» STATED EXERCISE 1
Reproduce word for word the passage of the Elgton Jenkins article between "Professional career" and "as a starter.", inclusive.

Elgton Torrance Jenkins Jr. (born December 26, 1995) is an American football guard for the Green Bay Packers of the National Football League (NFL). He played college football at Mississippi State.

Professional career

Jenkins was drafted by the Green Bay Packers with the 44th overall pick in the second round of the 2019 NFL Draft. He signed his four-year rookie contract on May 13, 2019, worth $6.782 million. After entering his rookie season as a backup, Jenkins made his first NFL start on September 22, 2019, in a Week 3 game against the Denver Broncos, replacing an injured Lane Taylor. On 571 pass-blocking snaps this season, Jenkins did not allow a single sack. During the 2020–21 season, he earned his first Pro Bowl nod as a starter.

Jenkins entered the 2021 season as the Packers starting left tackle in place of an injured David Bakhtiari. He started eight games there before suffering a torn ACL in Week 11 of a 34–31 loss to the Minnesota Vikings. The Packers placed him on injured reserve two days later, ending his season.

» STATED EXERCISE 2
Identify each line in the records below that contains the word "hand" and copy it out in full. Matching is case-sensitive.

(Object position labeling records)
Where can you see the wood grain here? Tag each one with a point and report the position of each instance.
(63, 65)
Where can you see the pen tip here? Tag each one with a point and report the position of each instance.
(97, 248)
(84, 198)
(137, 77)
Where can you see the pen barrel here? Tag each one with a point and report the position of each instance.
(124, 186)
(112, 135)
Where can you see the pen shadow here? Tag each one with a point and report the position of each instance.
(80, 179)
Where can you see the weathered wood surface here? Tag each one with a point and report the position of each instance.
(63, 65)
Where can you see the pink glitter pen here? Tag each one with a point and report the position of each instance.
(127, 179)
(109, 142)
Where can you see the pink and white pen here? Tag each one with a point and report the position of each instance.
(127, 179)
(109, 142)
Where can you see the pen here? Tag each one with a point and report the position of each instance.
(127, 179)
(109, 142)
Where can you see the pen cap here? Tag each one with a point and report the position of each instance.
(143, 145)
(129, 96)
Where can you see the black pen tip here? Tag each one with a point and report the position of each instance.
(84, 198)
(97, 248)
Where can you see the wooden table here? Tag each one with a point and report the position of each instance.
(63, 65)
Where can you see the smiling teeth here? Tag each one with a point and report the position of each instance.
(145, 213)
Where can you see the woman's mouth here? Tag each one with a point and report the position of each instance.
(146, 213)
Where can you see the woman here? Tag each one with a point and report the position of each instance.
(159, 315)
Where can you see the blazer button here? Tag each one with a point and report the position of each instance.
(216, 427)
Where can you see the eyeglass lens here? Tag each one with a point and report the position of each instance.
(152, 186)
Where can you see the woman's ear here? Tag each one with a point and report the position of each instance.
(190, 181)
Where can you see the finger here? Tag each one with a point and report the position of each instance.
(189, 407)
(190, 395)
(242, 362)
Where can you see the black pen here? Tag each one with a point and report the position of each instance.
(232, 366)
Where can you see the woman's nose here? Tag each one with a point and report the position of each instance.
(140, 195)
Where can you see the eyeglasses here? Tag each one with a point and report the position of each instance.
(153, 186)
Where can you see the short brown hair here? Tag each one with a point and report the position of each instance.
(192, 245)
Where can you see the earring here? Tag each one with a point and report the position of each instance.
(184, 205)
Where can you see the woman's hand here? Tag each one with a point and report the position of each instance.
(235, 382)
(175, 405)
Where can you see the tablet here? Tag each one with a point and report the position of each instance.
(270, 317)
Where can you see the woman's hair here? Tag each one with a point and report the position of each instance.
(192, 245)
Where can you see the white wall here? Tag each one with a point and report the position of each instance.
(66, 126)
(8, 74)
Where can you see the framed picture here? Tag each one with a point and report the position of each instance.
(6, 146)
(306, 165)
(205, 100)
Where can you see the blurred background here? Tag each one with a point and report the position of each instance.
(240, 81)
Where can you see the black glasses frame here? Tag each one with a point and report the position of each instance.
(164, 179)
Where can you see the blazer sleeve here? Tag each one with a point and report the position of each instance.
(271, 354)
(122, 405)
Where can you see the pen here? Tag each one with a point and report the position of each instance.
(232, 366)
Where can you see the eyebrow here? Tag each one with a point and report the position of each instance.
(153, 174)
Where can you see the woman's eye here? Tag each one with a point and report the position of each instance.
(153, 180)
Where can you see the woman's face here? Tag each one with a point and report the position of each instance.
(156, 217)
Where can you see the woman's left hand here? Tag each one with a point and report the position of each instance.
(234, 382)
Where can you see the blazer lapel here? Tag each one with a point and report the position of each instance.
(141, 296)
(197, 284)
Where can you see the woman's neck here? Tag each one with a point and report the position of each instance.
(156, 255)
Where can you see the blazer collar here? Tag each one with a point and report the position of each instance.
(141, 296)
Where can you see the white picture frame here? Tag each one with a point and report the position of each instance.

» FINAL ANSWER 1
Professional career

Jenkins was drafted by the Green Bay Packers with the 44th overall pick in the second round of the 2019 NFL Draft. He signed his four-year rookie contract on May 13, 2019, worth $6.782 million. After entering his rookie season as a backup, Jenkins made his first NFL start on September 22, 2019, in a Week 3 game against the Denver Broncos, replacing an injured Lane Taylor. On 571 pass-blocking snaps this season, Jenkins did not allow a single sack. During the 2020–21 season, he earned his first Pro Bowl nod as a starter.

» FINAL ANSWER 2
Where can you see the woman's hand here? Tag each one with a point and report the position of each instance.
Where can you see the woman's left hand here? Tag each one with a point and report the position of each instance.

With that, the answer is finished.